- _Passage for review_
= Beginning of Section =

Today, sadly, history may be repeating itself in the Gulf of Mexico.

(Thank you to Ligia Ercius-Dipaola, who posted this video on the NRDC Action Fund Facebook Page)

Amazingly, despite reports like this one, BP "continues to pretend that - just like an oil spill of this magnitude could never happen - there also could not possibly be a worker health concern."  While the potential health hazards posed by chemical dispersants and oil itself are debatable, it is clear that significant risks existed.  

Already, we've seen evidence of the impact that spilled oil can have on human health. For starters, an increasing number of workers and residents in Gulf Coast areas have reported "suffering from nausea, vomiting, headaches and difficulty breathing."  Considering that oil contains "petroleum hydrocarbons, which are toxic and irritating to the skin and airways", as well as volatile chemicals "which can cause acute health effects such as headaches, dizziness and nausea" it's no surprise that these symptoms are appearing.

(Thank you to Gary Chattem, who posted this on the NRDC Action Fund Facebook Wall)

So now, with the "60 exposure-related complaints filed with the Louisiana Department of Health and Hospitals", not to mention the "overwhelming evidence that many of the compounds found in crude oil are dangerous," shouldn't BP be protecting the people who are cleaning up this mess? If they aren't doing so, why aren't they?

The bottom line is this: people along the Gulf Coast deserve to know the facts regarding the dangers they are facing and how to protect themselves.  It's bad enough that their economic livelihoods are in danger of destruction in part due to BP's greed and recklessness.  But if their lungs and other organs are damaged by oil and dispersant particles in the air, more than their economic livelihoods could be damaged.

= End of Section =

- _Prompt_
Retype the stretch of the text about oil spill health risks from "(Thank you to Gary" through "could be damaged.", keeping every word and mark unchanged. The material that comes next is separate from the text about oil spill health risks.

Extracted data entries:
= Beginning of Section =

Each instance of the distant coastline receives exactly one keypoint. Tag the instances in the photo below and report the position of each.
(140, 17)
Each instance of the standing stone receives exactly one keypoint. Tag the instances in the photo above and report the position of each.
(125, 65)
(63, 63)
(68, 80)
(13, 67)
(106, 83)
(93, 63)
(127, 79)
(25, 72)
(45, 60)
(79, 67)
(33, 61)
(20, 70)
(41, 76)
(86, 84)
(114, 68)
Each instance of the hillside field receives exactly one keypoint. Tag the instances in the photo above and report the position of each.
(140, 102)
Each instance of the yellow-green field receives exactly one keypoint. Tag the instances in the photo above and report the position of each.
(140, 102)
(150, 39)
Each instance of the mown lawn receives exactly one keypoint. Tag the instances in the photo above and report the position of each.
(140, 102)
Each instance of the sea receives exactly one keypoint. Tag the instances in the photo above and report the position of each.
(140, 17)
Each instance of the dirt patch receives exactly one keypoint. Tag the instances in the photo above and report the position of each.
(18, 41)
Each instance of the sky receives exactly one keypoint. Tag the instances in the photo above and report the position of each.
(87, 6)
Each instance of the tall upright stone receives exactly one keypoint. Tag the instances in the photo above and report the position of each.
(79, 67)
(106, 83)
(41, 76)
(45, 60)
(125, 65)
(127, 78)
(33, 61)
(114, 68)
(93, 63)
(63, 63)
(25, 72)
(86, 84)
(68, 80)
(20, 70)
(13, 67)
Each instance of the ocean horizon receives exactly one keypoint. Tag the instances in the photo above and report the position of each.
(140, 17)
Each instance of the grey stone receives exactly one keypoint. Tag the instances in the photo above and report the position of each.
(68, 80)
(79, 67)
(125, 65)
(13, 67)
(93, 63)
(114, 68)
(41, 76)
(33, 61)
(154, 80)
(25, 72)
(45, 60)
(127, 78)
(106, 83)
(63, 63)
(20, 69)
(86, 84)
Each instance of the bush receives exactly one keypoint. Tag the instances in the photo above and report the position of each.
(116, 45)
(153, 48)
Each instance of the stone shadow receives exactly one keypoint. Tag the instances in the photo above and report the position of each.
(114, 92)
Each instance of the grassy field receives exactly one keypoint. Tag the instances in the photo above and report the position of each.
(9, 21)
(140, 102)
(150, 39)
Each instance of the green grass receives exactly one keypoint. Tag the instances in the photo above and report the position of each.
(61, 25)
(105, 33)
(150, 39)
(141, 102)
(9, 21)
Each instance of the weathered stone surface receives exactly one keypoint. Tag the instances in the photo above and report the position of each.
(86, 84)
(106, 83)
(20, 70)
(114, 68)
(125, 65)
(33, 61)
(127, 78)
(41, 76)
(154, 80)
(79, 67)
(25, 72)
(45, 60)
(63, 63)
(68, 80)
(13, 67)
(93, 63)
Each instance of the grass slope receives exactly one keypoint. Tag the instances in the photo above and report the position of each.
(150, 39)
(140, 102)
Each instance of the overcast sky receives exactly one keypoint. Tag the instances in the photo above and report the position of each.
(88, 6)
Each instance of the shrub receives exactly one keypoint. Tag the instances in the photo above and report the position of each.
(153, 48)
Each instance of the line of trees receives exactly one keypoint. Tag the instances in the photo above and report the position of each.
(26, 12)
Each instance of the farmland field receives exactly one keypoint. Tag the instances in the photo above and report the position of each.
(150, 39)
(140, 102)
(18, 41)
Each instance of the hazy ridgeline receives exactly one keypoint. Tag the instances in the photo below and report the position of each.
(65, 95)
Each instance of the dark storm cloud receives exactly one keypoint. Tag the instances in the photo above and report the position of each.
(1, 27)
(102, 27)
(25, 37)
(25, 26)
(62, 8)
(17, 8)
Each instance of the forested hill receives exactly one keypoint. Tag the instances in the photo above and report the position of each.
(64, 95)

= End of Section =

- _Exercise output_
(Thank you to Gary Chattem, who posted this on the NRDC Action Fund Facebook Wall)

So now, with the "60 exposure-related complaints filed with the Louisiana Department of Health and Hospitals", not to mention the "overwhelming evidence that many of the compounds found in crude oil are dangerous," shouldn't BP be protecting the people who are cleaning up this mess? If they aren't doing so, why aren't they?

The bottom line is this: people along the Gulf Coast deserve to know the facts regarding the dangers they are facing and how to protect themselves.  It's bad enough that their economic livelihoods are in danger of destruction in part due to BP's greed and recklessness.  But if their lungs and other organs are damaged by oil and dispersant particles in the air, more than their economic livelihoods could be damaged.